Płytki ceramiczne są trwałe i praktyczne, ale jednocześnie mogą być niesamowicie efektowne. Wystarczy spojrzeć na płytki heksagonalne – aranżacja z ich udziałem z pewnością zrobi wrażenie.

Jeśli szukamy czegoś oryginalnego, co pozwoli odświeżyć nasze wnętrza i doda im charakteru, od razu zastanówmy się nad heksagonami. Sprawdzą się na ścianie i podłodze. Mało tego, można je zastosować w każdym pomieszczeniu. Zastanówmy się, jak w ciekawy sposób można wykorzystać płytki heksagonalne.

Gdzie układać płytki heksagonalne?

Nasze możliwości w tym zakresie są wprost nieograniczone. Zacznijmy od łazienki, bo to w niej najczęściej płytki się pojawiają. Heksagony możemy ułożyć w niej na całej ścianie. Niektórzy decydują się na układanie od podłogi do połowy ściany. Bardzo ciekawy efekt można uzyskać, kiedy ciasno zamontowane płytki będą stopniowo się rozluźniać, aż na ścianie będą pojedyncze elementy, a później gładka ściana. Takie sprawiające oderwanych, czy dryfujących na ścianie płytki wyglądają fenomenalnie.

Ten sam zabieg możemy wykorzystać w kuchni, jeżeli mamy kuchnię łączoną z jadalnią lub salonem. Sprawdzi się też w przedpokoju, albo w salonie za kanapą. W kuchni płytki heksagonalne mogą być także między blatem a szafkami. W każdym z tych pomieszczeń możemy ułożyć płytki podłogowe. Plaster miodu z pewnością będzie bardziej oryginalny niż zwykłe płytki lub panele. W przypadku płytek podłogowych zwróćmy uwagę, czy będą antypoślizgowe.

-=-=-

» POLECENIA DO ĆWICZENIA
- 1) Na co według tekstu o płytkach heksagonalnych trzeba zwrócić uwagę przy płytkach podłogowych?
- 2) Przepisz bez zmian fragment tekstu o płytkach heksagonalnych. Zacznij od słów „Ten sam zabieg”, a zakończ po słowach „czy będą antypoślizgowe.”.
- 3) Kontynuuj tekst o płytkach heksagonalnych, zaczynając zaraz po jego ostatnim zdaniu.
Rekordy nie są potrzebne do wykonania ćwiczenia.

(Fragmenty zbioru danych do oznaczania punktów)
-=-=-

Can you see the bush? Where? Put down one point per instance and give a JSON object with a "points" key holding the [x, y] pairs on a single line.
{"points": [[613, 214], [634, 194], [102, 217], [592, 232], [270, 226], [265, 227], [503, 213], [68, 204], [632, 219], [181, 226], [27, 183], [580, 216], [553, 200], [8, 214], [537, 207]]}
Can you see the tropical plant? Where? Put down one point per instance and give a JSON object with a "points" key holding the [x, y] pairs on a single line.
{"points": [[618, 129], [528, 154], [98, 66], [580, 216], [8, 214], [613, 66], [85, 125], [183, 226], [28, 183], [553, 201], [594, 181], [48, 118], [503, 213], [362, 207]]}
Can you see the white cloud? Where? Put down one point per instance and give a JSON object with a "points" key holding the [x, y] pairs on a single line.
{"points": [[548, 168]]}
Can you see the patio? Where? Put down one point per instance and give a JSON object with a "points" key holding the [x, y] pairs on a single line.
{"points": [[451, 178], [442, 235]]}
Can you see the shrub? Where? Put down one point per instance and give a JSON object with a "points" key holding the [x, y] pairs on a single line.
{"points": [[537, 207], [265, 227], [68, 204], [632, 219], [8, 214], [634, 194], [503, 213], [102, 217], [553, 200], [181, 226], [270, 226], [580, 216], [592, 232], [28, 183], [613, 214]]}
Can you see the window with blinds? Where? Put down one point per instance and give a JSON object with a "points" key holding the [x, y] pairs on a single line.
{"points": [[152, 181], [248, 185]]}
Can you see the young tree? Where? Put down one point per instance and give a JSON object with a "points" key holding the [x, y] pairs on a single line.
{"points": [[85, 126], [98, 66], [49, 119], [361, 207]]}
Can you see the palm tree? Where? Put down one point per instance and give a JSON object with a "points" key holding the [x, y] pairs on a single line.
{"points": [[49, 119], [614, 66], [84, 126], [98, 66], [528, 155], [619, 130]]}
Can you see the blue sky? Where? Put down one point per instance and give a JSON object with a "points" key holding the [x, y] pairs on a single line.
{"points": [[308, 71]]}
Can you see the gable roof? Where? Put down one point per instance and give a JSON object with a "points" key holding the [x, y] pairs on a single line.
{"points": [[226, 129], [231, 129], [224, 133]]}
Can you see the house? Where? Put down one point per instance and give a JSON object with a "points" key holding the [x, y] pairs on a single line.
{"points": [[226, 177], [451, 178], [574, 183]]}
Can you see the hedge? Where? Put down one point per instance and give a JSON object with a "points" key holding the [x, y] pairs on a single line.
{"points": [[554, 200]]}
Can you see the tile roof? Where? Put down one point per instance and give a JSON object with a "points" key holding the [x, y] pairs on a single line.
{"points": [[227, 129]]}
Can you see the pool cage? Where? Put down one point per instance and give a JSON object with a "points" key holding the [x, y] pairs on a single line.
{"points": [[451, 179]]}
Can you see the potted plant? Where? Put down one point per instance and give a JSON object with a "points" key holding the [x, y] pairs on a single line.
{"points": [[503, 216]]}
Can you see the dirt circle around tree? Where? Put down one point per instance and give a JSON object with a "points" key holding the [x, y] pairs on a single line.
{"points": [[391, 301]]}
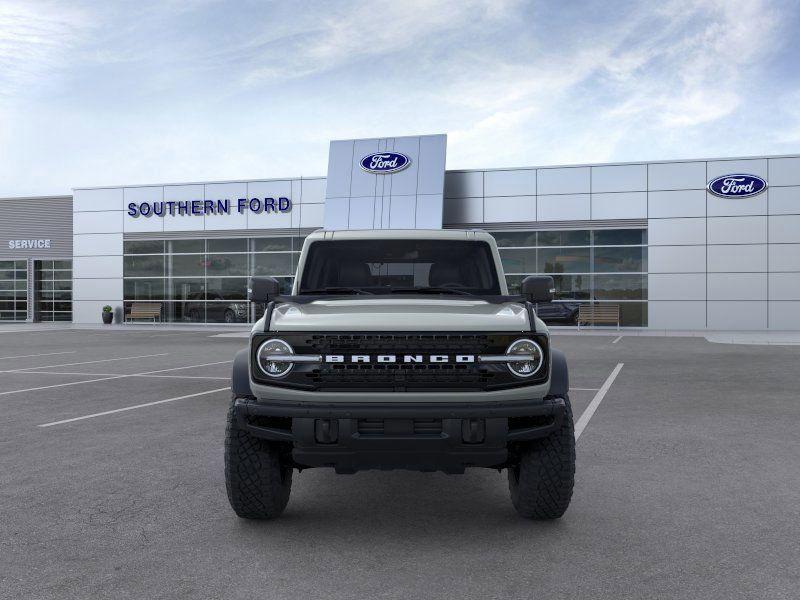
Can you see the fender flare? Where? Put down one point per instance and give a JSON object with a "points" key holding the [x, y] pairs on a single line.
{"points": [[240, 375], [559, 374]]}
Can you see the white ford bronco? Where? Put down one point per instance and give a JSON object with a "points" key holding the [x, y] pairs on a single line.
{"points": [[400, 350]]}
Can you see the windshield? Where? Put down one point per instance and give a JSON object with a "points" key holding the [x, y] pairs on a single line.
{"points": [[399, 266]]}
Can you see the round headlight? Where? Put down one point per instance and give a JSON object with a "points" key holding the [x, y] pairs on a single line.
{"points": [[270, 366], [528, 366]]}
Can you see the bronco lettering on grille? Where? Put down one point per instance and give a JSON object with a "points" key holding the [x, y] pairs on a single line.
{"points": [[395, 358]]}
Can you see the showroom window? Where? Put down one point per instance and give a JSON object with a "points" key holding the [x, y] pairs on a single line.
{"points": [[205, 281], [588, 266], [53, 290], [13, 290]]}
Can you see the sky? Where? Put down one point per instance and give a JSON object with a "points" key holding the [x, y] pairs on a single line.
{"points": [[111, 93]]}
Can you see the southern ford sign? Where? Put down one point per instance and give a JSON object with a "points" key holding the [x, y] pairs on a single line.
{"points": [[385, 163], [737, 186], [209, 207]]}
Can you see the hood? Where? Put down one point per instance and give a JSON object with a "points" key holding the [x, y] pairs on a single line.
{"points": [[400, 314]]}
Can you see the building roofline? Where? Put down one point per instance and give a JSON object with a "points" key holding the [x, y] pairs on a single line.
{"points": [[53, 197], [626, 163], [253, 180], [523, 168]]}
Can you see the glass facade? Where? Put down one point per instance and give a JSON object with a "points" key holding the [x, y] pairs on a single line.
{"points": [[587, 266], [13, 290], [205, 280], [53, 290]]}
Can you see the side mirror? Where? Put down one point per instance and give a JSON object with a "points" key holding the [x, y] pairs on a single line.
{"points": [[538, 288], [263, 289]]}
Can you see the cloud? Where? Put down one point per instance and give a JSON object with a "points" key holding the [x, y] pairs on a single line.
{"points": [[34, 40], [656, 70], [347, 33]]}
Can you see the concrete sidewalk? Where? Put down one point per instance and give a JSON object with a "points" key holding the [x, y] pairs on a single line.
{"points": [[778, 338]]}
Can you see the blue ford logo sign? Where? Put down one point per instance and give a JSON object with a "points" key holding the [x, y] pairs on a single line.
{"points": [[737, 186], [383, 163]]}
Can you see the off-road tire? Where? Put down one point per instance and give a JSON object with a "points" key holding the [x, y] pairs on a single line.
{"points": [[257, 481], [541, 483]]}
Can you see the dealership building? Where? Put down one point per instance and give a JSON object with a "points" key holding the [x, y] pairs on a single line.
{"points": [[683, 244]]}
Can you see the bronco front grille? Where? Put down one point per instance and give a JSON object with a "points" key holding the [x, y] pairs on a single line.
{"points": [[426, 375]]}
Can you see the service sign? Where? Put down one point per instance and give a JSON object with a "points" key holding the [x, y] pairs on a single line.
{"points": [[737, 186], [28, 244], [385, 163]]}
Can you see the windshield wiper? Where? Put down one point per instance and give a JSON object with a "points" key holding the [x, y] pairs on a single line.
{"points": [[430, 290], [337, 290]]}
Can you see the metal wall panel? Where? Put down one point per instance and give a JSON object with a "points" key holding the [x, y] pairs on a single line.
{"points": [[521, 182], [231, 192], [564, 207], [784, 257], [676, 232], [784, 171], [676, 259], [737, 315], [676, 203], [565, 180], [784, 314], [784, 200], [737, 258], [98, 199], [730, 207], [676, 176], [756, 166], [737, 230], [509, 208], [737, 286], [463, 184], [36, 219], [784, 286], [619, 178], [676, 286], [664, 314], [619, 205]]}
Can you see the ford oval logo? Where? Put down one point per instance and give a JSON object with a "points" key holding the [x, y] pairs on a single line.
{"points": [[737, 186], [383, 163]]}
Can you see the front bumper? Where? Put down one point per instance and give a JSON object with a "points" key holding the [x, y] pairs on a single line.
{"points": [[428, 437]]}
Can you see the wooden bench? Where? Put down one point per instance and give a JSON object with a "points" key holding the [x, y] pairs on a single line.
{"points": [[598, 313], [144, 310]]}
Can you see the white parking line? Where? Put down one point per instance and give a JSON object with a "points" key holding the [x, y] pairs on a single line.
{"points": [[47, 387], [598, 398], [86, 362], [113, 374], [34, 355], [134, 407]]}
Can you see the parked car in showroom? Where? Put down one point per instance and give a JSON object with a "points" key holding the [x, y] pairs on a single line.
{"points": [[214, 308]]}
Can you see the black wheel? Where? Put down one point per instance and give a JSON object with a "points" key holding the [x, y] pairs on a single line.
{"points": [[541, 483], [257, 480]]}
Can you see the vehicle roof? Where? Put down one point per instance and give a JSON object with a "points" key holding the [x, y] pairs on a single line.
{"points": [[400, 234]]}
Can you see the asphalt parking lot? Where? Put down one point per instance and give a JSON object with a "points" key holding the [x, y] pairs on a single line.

-=-=-

» ODPOWIEDZI PO KOLEI
- 1) Na to, czy będą antypoślizgowe.

- 2)
Ten sam zabieg możemy wykorzystać w kuchni, jeżeli mamy kuchnię łączoną z jadalnią lub salonem. Sprawdzi się też w przedpokoju, albo w salonie za kanapą. W kuchni płytki heksagonalne mogą być także między blatem a szafkami. W każdym z tych pomieszczeń możemy ułożyć płytki podłogowe. Plaster miodu z pewnością będzie bardziej oryginalny niż zwykłe płytki lub panele. W przypadku płytek podłogowych zwróćmy uwagę, czy będą antypoślizgowe.

- 3)
Postaw na kolorystyczne wariacje

W każdym z wymienionych wyżej pomieszczeń możemy stworzyć zupełnie inny i unikatowy wzór. Kolorów jest mnóstwo. Jeśli zamierzamy wykorzystać jeden kolor, to unikatowy kształt płytek podkreślmy kontrastujących kolorystycznie fugi. Możemy zdecydować się na płytki w jednej barwie, albo sięgnąć po kilka odcieni jednego koloru, przez co zyskamy efekt trójwymiarowości. Tak samo nie bójmy się sięgać po kolory bardzo kontrastujące, co jeszcze zwiększy wrażenie 3D. Zabiegi takie sprawdzą się i na ścianie i na podłodze.

Dzielmy sześciokąty

Już same w sobie płytki heksagonalne są oryginalne i wyraziste, ale możemy iść jeszcze dalej i sięgnąć po coś innego. Czasem w sprzedaży są płytki, które stanowią połowę lub ćwiartkę heksagonu. Decydując się na wykorzystanie trapezów lub rombów mamy gwarancję, że nikt nie stworzy podobnego wzoru, a nasza aranżacja będzie oryginalna.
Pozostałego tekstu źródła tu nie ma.